• Goal: Rewrite the data from the line containing "segment door hinge" through the end, changing "outline" to "contour" and keeping everything else the same.
※
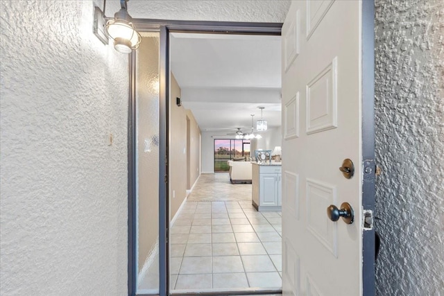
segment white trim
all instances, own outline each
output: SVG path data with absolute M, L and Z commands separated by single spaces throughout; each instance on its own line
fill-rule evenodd
M 188 195 L 188 193 L 187 193 L 187 195 Z M 179 213 L 180 213 L 180 211 L 182 211 L 182 208 L 183 207 L 183 206 L 187 202 L 187 199 L 188 199 L 188 196 L 185 196 L 185 198 L 183 199 L 183 201 L 182 202 L 182 204 L 180 204 L 180 207 L 179 207 L 179 209 L 178 209 L 178 210 L 176 212 L 176 214 L 174 214 L 174 217 L 173 217 L 173 218 L 171 219 L 171 222 L 170 222 L 170 223 L 169 223 L 170 229 L 174 225 L 174 223 L 176 222 L 176 220 L 178 218 L 178 216 L 179 216 Z

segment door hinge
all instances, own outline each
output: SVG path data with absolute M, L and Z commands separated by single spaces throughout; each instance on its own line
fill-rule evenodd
※
• Answer below:
segment door hinge
all instances, own contour each
output: SVG path data with absolute M, L and Z commands separated by single spaces throughout; each instance on its own line
fill-rule evenodd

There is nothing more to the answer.